-- Instructions to follow --
Below, set down word for word every line of the items from the line containing "hazy sky in the image above." through the end of the items, with both of those lines included.

-- Record extracts --
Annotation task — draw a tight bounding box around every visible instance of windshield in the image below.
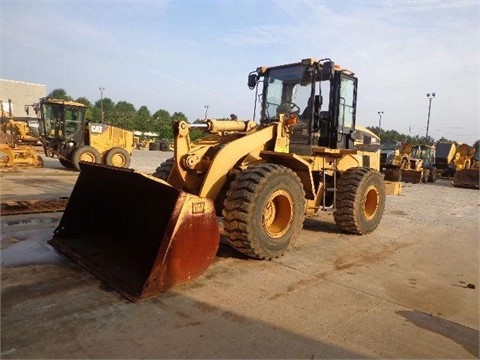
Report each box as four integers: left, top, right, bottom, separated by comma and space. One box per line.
43, 104, 83, 139
262, 64, 312, 120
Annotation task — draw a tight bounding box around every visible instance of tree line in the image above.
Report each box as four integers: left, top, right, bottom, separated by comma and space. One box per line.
48, 89, 458, 145
47, 89, 188, 139
367, 126, 453, 145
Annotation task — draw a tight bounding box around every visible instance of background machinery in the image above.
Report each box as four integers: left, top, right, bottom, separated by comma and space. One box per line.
0, 100, 43, 168
435, 141, 458, 177
401, 145, 437, 184
453, 140, 480, 189
380, 140, 411, 170
49, 59, 386, 301
25, 98, 134, 170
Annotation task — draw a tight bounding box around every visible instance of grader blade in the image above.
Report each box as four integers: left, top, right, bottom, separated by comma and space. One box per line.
49, 163, 220, 301
453, 169, 480, 189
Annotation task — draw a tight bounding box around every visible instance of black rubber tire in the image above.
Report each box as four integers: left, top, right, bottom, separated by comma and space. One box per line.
105, 147, 131, 168
72, 145, 100, 171
152, 158, 173, 181
37, 155, 44, 167
428, 166, 437, 182
223, 163, 305, 259
148, 142, 160, 151
333, 167, 386, 235
58, 158, 74, 169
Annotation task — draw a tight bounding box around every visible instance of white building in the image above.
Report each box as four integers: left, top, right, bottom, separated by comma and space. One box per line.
0, 79, 47, 117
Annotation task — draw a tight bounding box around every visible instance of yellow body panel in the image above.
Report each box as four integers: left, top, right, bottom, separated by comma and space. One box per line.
88, 123, 134, 157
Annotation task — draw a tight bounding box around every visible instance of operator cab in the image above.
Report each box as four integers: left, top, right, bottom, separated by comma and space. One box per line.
248, 59, 358, 155
30, 98, 86, 157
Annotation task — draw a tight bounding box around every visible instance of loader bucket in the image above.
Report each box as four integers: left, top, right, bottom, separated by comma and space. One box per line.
453, 169, 480, 189
49, 163, 220, 301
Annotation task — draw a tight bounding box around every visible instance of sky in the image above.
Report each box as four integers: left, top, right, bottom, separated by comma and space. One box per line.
0, 0, 480, 144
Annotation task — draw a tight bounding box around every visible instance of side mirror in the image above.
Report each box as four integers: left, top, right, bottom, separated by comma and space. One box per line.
320, 61, 335, 80
248, 72, 258, 89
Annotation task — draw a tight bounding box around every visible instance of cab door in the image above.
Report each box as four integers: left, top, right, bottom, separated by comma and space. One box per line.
337, 73, 358, 149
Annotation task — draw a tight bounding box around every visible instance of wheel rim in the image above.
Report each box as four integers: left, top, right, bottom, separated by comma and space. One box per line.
80, 152, 95, 163
363, 186, 380, 219
262, 190, 293, 238
112, 154, 125, 167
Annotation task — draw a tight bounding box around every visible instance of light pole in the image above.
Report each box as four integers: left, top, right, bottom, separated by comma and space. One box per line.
204, 105, 208, 120
378, 111, 383, 130
98, 86, 105, 123
425, 93, 435, 141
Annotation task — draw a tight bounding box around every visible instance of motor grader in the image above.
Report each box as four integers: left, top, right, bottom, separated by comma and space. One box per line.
49, 59, 386, 301
25, 97, 134, 170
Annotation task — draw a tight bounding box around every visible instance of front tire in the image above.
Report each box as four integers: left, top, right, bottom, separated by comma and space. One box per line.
333, 167, 386, 235
72, 145, 100, 171
223, 164, 305, 259
105, 147, 131, 168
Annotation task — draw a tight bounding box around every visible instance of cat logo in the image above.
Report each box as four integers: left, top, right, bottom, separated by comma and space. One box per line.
192, 202, 205, 214
90, 124, 103, 134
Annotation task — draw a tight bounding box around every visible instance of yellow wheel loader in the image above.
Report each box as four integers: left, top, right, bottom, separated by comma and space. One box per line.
25, 98, 134, 170
49, 59, 386, 301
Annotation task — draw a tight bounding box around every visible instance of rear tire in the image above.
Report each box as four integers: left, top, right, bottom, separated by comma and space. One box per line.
72, 145, 100, 171
105, 147, 131, 168
428, 166, 437, 182
333, 167, 386, 235
223, 163, 305, 259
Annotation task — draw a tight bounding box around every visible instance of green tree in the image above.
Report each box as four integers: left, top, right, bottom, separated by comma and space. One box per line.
134, 106, 153, 132
92, 98, 115, 123
110, 101, 137, 130
47, 88, 72, 100
152, 109, 173, 139
75, 97, 93, 120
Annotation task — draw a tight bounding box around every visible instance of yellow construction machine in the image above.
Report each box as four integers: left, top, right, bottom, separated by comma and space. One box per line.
25, 98, 134, 170
49, 59, 386, 301
0, 99, 43, 168
380, 141, 415, 181
453, 140, 480, 189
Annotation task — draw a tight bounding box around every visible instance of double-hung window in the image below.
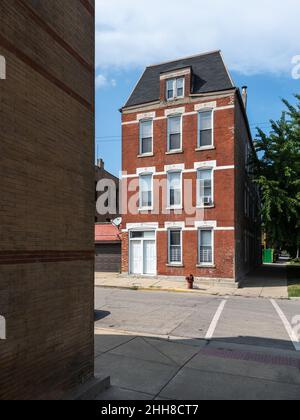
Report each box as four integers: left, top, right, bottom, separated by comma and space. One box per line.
140, 120, 153, 155
168, 171, 182, 209
169, 229, 182, 265
199, 229, 214, 266
197, 169, 214, 207
198, 110, 213, 148
168, 115, 182, 152
166, 77, 184, 101
139, 174, 153, 210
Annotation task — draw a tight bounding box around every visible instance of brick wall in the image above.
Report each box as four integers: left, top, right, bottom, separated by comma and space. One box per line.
235, 94, 261, 280
0, 0, 95, 399
122, 93, 235, 280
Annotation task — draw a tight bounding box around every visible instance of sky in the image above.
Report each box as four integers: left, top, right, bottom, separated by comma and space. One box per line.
96, 0, 300, 175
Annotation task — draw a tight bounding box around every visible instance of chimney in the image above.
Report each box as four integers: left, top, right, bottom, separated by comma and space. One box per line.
242, 86, 248, 110
97, 159, 104, 169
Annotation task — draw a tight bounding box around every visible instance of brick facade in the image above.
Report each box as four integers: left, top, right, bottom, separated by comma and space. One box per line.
122, 53, 257, 282
0, 0, 95, 399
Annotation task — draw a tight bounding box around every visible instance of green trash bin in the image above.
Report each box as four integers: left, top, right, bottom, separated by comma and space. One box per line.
263, 249, 274, 264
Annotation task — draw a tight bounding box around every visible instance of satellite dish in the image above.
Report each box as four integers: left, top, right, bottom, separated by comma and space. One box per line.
112, 217, 122, 227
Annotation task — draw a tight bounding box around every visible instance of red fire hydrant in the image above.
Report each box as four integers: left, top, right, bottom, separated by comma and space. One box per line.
186, 274, 195, 290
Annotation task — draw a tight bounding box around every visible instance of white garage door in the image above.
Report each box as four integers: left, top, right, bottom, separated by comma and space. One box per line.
130, 231, 156, 276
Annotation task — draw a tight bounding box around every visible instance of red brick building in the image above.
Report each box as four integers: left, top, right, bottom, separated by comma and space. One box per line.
121, 51, 260, 284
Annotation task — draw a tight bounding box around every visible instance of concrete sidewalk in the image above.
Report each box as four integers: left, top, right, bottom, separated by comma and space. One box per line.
95, 265, 288, 299
95, 329, 300, 401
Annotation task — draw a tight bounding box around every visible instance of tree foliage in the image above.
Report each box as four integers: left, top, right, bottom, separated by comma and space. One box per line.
253, 95, 300, 255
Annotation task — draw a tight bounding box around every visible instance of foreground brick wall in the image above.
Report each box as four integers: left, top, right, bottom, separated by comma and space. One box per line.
0, 0, 95, 399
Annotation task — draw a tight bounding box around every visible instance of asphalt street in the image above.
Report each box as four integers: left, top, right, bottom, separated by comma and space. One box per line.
95, 288, 300, 350
95, 288, 300, 401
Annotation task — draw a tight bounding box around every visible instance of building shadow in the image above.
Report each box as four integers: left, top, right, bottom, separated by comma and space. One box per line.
241, 263, 287, 289
94, 310, 111, 322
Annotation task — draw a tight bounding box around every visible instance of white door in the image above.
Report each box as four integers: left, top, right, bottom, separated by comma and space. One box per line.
143, 240, 156, 276
130, 241, 143, 275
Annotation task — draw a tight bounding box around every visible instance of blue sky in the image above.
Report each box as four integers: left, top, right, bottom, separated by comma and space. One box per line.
96, 0, 300, 175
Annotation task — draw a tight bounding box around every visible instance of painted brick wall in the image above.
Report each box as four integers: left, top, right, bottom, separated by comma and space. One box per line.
0, 0, 95, 399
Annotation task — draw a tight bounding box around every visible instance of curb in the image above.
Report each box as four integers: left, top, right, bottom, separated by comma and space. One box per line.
95, 285, 288, 300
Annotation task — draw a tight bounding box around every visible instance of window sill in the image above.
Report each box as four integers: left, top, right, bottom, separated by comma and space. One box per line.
197, 204, 216, 210
166, 149, 184, 155
195, 146, 216, 152
196, 264, 216, 268
166, 206, 183, 211
137, 153, 154, 158
166, 264, 184, 268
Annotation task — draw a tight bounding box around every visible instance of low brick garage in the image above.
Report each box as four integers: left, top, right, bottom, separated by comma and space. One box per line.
0, 0, 95, 399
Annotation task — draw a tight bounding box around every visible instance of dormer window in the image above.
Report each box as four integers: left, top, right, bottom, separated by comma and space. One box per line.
166, 77, 184, 101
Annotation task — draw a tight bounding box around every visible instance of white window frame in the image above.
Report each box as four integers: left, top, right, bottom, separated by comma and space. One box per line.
168, 227, 183, 267
167, 114, 183, 153
198, 226, 215, 268
166, 76, 185, 101
197, 166, 215, 209
139, 118, 154, 156
197, 108, 215, 150
167, 169, 183, 210
128, 230, 157, 277
139, 172, 154, 211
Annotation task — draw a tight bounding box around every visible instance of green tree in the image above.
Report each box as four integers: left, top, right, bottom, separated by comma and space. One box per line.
253, 95, 300, 258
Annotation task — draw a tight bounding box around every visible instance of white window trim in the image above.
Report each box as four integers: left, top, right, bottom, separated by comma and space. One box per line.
197, 166, 215, 209
138, 172, 154, 211
196, 108, 215, 150
168, 227, 183, 267
167, 114, 183, 153
166, 75, 185, 102
167, 169, 183, 210
127, 228, 158, 277
198, 226, 215, 268
139, 118, 154, 156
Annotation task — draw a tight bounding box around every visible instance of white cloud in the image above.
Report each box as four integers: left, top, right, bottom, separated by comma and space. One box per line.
96, 0, 300, 76
96, 74, 117, 89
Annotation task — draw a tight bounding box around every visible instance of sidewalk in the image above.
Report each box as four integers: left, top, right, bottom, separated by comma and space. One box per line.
95, 265, 288, 299
95, 329, 300, 401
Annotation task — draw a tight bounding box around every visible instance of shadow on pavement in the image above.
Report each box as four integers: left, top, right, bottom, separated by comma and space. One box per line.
241, 263, 287, 288
95, 330, 300, 400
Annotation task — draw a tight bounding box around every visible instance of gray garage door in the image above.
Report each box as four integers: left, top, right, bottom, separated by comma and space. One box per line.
95, 243, 121, 273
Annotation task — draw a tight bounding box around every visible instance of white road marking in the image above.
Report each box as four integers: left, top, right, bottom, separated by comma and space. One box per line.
271, 299, 300, 351
205, 300, 227, 340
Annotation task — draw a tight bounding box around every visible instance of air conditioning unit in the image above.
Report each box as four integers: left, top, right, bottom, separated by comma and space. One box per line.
203, 197, 212, 206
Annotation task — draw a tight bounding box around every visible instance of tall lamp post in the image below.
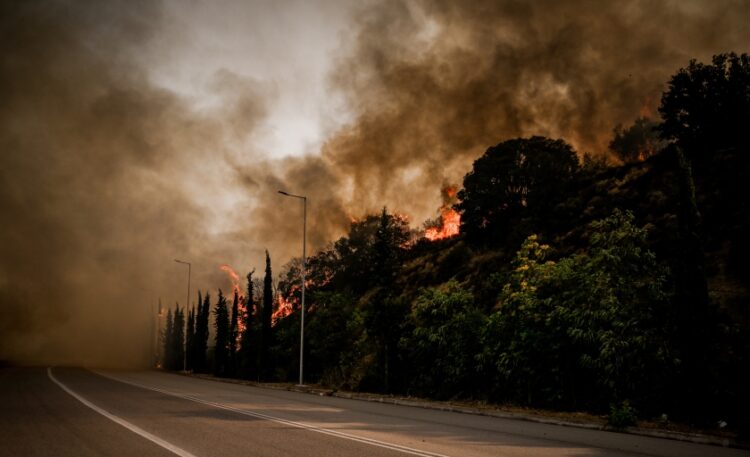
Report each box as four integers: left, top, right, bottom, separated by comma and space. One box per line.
279, 190, 307, 386
174, 259, 192, 371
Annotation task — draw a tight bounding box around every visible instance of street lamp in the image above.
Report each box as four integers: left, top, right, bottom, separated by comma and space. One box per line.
174, 259, 192, 371
279, 190, 307, 386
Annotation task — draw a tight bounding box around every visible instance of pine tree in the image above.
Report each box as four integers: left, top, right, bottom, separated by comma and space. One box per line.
214, 289, 229, 376
185, 307, 195, 371
245, 269, 258, 379
172, 305, 185, 370
162, 309, 174, 370
260, 250, 273, 380
227, 289, 240, 376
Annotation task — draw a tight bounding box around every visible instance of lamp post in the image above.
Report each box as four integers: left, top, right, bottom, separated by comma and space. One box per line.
174, 259, 192, 371
279, 190, 307, 386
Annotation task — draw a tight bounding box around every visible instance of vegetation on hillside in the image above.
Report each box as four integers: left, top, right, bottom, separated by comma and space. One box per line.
165, 54, 750, 431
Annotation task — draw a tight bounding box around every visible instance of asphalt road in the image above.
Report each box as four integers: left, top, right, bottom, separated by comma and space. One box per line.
0, 367, 750, 457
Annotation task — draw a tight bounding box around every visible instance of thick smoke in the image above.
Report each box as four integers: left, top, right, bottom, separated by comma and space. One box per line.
0, 1, 270, 365
280, 0, 750, 222
0, 1, 750, 365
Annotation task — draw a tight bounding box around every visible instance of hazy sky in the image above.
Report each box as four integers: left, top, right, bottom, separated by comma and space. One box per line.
0, 0, 750, 364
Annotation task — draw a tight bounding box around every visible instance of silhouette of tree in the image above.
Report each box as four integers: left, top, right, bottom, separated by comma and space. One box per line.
659, 53, 750, 160
172, 304, 185, 370
185, 307, 195, 371
245, 269, 258, 379
456, 136, 579, 242
260, 251, 274, 380
228, 290, 240, 376
609, 117, 667, 163
163, 309, 174, 370
214, 289, 229, 376
195, 291, 211, 373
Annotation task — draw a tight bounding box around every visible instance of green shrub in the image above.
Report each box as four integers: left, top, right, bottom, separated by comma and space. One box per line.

-- Full output --
Annotation task — draw a tight bounding box around every visible instance of hazy sky in the image above.
Report each box as four integers: left, top, right, bottom, separated by comma and space. One box per line.
0, 0, 750, 364
Annotation task — draw a tight bounding box around every visible instance of silhouette of tree in the image above.
Report each box as four integers: left, top, right, bottom, separated by comma and space. One box per line.
659, 53, 750, 160
172, 304, 185, 370
185, 307, 195, 371
245, 269, 258, 379
456, 136, 579, 242
260, 251, 274, 380
228, 290, 240, 376
609, 117, 667, 163
163, 309, 174, 370
214, 289, 229, 376
195, 291, 211, 373
Annotation task — draw a tight bounding box around every visible instance of green shrub in the image above.
Report each box as four integers: left, top, right, bottom, separated by comma and space. One box per line.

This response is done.